Stored items:
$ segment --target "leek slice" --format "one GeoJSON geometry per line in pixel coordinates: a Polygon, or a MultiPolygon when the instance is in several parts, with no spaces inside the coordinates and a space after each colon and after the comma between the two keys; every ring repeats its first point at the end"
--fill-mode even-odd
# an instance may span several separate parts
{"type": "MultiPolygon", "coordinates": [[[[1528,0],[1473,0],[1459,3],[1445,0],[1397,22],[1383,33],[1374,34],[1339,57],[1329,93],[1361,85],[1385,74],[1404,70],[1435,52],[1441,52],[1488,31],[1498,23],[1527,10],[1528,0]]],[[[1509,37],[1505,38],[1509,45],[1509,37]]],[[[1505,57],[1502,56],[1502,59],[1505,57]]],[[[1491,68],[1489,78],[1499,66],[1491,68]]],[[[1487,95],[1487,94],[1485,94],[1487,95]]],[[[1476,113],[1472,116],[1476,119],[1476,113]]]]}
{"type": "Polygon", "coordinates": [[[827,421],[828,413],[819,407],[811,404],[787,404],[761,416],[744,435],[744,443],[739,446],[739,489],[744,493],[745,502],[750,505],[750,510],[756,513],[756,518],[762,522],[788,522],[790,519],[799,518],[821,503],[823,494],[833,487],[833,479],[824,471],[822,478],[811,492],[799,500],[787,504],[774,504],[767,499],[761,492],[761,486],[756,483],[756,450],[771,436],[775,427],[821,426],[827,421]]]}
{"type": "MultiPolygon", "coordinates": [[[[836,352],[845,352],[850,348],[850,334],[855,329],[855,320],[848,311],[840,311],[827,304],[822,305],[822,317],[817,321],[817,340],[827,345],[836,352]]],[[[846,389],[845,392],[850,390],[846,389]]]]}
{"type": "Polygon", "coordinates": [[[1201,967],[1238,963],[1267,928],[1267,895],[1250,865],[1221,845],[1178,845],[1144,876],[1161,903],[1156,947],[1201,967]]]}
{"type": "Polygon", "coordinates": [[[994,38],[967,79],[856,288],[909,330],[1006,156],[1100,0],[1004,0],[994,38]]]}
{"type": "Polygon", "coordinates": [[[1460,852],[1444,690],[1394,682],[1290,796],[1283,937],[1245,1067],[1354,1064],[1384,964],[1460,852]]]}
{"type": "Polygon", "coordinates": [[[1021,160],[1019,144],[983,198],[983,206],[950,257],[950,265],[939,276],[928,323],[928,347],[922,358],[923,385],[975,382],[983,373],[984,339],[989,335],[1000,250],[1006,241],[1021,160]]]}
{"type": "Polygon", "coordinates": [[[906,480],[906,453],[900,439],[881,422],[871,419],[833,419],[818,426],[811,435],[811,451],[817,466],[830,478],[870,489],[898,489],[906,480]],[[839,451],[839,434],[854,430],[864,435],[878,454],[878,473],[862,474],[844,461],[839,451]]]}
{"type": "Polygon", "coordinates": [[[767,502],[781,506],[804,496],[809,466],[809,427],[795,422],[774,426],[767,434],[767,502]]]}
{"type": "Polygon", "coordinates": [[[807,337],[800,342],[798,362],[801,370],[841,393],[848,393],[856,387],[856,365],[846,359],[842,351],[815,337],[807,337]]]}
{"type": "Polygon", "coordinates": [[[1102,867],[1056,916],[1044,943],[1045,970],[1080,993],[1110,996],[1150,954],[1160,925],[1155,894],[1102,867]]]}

__WHAT THE EXERCISE ASKS__:
Give back every line of the data exactly as it was written.

__COMPLETED TASK__:
$ segment --target "leek slice" --format "one GeoJSON geometry per line in pixel coordinates: a Polygon, or a MultiPolygon when the instance is in several parts, with no spaces inside the coordinates and a space after each colon and after the comma between the two keys; every ring repeats its first point at the end"
--fill-mode even-odd
# an instance may span several separate parts
{"type": "MultiPolygon", "coordinates": [[[[1528,0],[1473,0],[1459,3],[1445,0],[1397,22],[1383,33],[1374,34],[1339,57],[1329,93],[1361,85],[1385,74],[1404,70],[1435,52],[1441,52],[1488,31],[1498,23],[1527,10],[1528,0]]],[[[1509,37],[1505,38],[1509,45],[1509,37]]],[[[1505,57],[1502,56],[1502,59],[1505,57]]],[[[1491,68],[1489,78],[1499,66],[1491,68]]],[[[1487,95],[1487,94],[1485,94],[1487,95]]],[[[1476,113],[1472,116],[1476,119],[1476,113]]]]}
{"type": "Polygon", "coordinates": [[[827,421],[828,413],[819,407],[811,404],[787,404],[761,416],[744,435],[744,443],[739,446],[739,489],[744,493],[745,502],[750,505],[750,510],[756,513],[756,518],[762,522],[788,522],[790,519],[799,518],[821,503],[823,494],[833,487],[833,479],[824,471],[822,478],[811,492],[799,500],[787,504],[774,504],[767,499],[761,492],[761,486],[756,483],[756,450],[771,436],[775,427],[821,426],[827,421]]]}
{"type": "MultiPolygon", "coordinates": [[[[836,352],[845,352],[850,348],[850,334],[855,329],[855,320],[848,311],[840,311],[827,304],[822,305],[822,317],[817,321],[817,340],[827,345],[836,352]]],[[[846,389],[845,392],[850,390],[846,389]]]]}
{"type": "Polygon", "coordinates": [[[1201,967],[1238,963],[1267,928],[1267,895],[1250,865],[1221,845],[1178,845],[1144,876],[1161,903],[1156,947],[1201,967]]]}
{"type": "Polygon", "coordinates": [[[994,38],[967,79],[856,288],[909,330],[1006,156],[1100,0],[1004,0],[994,38]]]}
{"type": "Polygon", "coordinates": [[[1460,852],[1444,690],[1394,682],[1290,796],[1283,937],[1245,1067],[1354,1064],[1384,964],[1460,852]]]}
{"type": "Polygon", "coordinates": [[[1021,160],[1019,144],[983,198],[983,206],[950,257],[950,265],[939,276],[928,323],[928,347],[922,358],[923,385],[975,382],[983,373],[984,339],[989,335],[1000,250],[1006,241],[1021,160]]]}
{"type": "Polygon", "coordinates": [[[906,480],[906,453],[900,439],[881,422],[871,419],[833,419],[818,426],[811,435],[811,451],[817,466],[830,478],[870,489],[898,489],[906,480]],[[839,451],[839,434],[854,430],[864,435],[878,454],[878,473],[862,474],[844,461],[839,451]]]}
{"type": "Polygon", "coordinates": [[[767,502],[781,506],[804,496],[809,466],[809,427],[795,422],[774,426],[767,434],[767,502]]]}
{"type": "Polygon", "coordinates": [[[807,337],[800,342],[798,362],[801,370],[841,393],[848,393],[856,387],[856,365],[846,359],[842,351],[815,337],[807,337]]]}
{"type": "Polygon", "coordinates": [[[1102,867],[1056,916],[1044,943],[1045,970],[1080,993],[1110,996],[1150,954],[1160,925],[1155,894],[1102,867]]]}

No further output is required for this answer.